[Position annotation records]
##########

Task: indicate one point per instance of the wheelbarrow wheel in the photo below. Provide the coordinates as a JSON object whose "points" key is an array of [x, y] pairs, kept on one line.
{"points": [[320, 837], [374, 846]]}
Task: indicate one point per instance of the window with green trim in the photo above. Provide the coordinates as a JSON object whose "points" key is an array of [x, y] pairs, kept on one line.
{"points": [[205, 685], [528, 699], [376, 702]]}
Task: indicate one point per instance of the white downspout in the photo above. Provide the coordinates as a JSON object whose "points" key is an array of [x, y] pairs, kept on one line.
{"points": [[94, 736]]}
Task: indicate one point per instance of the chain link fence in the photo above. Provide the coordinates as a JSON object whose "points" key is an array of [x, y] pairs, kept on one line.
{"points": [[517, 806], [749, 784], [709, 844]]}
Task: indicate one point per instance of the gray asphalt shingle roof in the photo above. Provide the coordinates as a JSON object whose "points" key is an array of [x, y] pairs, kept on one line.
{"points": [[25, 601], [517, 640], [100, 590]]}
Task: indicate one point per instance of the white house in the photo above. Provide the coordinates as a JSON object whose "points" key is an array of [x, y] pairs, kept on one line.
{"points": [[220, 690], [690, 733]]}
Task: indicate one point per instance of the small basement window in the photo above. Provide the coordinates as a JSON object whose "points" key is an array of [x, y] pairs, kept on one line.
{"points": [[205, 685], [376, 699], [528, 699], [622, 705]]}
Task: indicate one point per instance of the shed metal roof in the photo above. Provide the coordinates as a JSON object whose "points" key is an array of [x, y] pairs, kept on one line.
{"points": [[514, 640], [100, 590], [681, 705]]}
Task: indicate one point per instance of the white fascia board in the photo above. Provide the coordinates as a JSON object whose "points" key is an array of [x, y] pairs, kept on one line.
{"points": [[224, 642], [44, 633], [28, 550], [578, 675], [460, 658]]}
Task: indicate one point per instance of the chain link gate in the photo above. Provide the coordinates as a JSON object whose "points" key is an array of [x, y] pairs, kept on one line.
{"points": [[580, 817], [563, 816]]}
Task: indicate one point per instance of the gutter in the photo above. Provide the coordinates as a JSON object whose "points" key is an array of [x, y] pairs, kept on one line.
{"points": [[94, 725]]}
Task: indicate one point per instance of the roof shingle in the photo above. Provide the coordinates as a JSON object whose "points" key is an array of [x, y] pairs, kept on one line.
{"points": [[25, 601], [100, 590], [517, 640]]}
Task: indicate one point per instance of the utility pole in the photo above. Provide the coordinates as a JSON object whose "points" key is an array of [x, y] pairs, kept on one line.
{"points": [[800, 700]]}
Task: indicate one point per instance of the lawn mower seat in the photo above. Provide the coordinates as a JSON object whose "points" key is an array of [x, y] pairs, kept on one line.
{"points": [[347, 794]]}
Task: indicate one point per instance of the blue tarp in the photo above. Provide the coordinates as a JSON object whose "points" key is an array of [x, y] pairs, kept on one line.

##########

EXERCISE INSTRUCTIONS:
Print the lines above again, word for word, from the first to the last.

THE OUTPUT:
Task: indicate one point per instance of the wheelbarrow wheel in the photo below. Provide the coordinates as a JSON object whose "points" key is an array of [x, y] pairs, kept on one line.
{"points": [[320, 837], [374, 846]]}
Task: indicate one point per instance of the window with green trim in the photo above. Provide the coordinates as a JSON object whose "points" key is an array of [x, y] pairs, kept on one line.
{"points": [[205, 685], [528, 699], [376, 702]]}
Task: indicate one point per instance of the white downspout in the photo above. Provide the coordinates as a JSON object whose "points" key is an array of [x, y] pairs, kept on one line.
{"points": [[94, 736]]}
Task: indicate one point per instance of the chain link fence in the photo above. Provide the coordinates as a JSON object whose "points" key is an array of [x, y] pairs, kept on one line.
{"points": [[517, 806], [749, 784], [709, 844]]}
Task: indicate one point per instance of the gray asphalt shingle roof in the photo above. Provide the coordinates as a JSON object whose "points" key is an array of [x, y] pairs, kept on one line.
{"points": [[25, 601], [517, 640], [100, 590]]}
Task: indicate one point per instance of the white house in the photo above. Provide the coordinates as a JSON object whose "points" key is an array of [x, y] pairs, kept on one line.
{"points": [[220, 690], [690, 733]]}
Task: indicate one point per instance of the small basement window in the photo above. Provide the coordinates as a JSON object whose "points" key is an array of [x, y] pairs, kept on one line.
{"points": [[205, 685], [376, 699], [528, 699], [622, 705]]}
Task: indicate one point per instance of the shed metal roof in the photo above. Provide the coordinates as a JSON object whose "points" key is an array of [x, y] pairs, kept on one line.
{"points": [[514, 640], [100, 590], [681, 705]]}
Task: indicate one point per instance of the white fascia board in the photo above. Provide the coordinates as a JSON object whose "points" key is an array of [x, y] pairs, kept on one line.
{"points": [[224, 642], [44, 633], [28, 550], [578, 675], [460, 658]]}
Task: indicate one point per instance of the chain link gate in the photo above. Provide the coordinates as a JSON object whose "points" key is an array of [x, y] pairs, kept on one line.
{"points": [[580, 817], [563, 816]]}
Task: indicate one point per instance of the gutter in the photo above. Provide the coordinates as a JSON object whose "points" key is an array of [x, y] pairs, kept on one line.
{"points": [[94, 725]]}
Task: indicate one point per instance of the roof shingle in the photo above. Provide the coordinates as a JSON object whose "points" key is an array of [x, y] pairs, kept on one line.
{"points": [[25, 601], [100, 590], [517, 640]]}
Task: indicate one point per instance of the utility pole in the photo above. Provide the coordinates as a JSON object whose "points" key is an array of [x, y] pairs, kept on one line.
{"points": [[800, 700]]}
Task: indicate one point per instance of the lawn mower seat in the photo above. Provide the coordinates as a JSON object whose "points" key is an array of [x, y] pairs, kept on one line.
{"points": [[347, 794]]}
Task: indicate one point per instance of the blue tarp in the photo above. Provide the coordinates as a JSON object whose "points" key is an array of [x, y] pairs, kept on one line.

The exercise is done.